**과제 내용:** 아래 목록에서 문자열 "target"가 들어 있는 줄을 모두 뽑아 그대로 옮겨 적으세요.

**제시된 목록:**

· · ·

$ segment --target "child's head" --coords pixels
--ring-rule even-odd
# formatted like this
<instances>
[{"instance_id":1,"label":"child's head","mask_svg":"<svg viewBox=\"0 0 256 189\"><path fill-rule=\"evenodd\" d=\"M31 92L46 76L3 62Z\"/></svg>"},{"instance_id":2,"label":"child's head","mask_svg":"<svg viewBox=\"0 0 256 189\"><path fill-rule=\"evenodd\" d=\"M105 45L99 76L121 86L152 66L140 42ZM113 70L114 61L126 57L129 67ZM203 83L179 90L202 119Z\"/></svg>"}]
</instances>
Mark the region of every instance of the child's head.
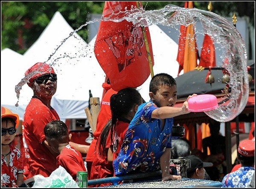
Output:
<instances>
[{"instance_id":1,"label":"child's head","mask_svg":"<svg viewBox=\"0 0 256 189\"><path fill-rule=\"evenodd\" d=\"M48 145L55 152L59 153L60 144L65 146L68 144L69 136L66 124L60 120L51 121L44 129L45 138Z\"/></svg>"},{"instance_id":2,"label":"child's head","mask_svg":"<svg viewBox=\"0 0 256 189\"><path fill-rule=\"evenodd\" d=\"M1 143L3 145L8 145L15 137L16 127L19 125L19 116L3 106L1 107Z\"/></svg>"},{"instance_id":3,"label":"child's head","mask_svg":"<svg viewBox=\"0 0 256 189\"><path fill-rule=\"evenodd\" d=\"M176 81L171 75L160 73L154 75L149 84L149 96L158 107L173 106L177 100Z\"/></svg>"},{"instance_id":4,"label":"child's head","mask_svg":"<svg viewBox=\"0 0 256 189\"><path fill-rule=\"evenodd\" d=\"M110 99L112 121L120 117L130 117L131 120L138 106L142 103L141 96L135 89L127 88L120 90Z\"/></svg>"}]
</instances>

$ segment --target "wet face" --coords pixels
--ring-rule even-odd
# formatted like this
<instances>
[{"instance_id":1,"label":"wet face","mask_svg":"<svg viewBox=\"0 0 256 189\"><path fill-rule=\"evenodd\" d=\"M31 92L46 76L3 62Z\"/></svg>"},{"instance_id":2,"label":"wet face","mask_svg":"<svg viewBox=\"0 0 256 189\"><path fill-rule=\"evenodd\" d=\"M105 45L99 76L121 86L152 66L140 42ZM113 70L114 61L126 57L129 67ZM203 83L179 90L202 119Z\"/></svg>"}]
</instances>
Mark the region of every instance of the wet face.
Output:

· · ·

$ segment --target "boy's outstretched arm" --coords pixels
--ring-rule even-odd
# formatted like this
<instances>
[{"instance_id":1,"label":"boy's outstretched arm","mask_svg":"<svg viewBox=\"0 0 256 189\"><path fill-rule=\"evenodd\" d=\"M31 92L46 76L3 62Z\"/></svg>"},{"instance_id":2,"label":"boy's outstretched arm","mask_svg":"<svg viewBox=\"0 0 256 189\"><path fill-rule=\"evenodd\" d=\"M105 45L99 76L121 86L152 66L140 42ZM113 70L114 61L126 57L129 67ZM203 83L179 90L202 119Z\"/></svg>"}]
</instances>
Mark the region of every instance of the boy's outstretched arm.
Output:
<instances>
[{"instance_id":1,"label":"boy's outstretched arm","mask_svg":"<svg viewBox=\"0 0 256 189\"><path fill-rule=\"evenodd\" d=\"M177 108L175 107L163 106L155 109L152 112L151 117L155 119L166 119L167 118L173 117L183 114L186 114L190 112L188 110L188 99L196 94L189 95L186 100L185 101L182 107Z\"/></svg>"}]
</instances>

· · ·

**과제 답안:**
$ segment --target "child's head" --coords pixels
$ segment --target "wet face" --coords pixels
$ segment --target "boy's outstretched arm" --coords pixels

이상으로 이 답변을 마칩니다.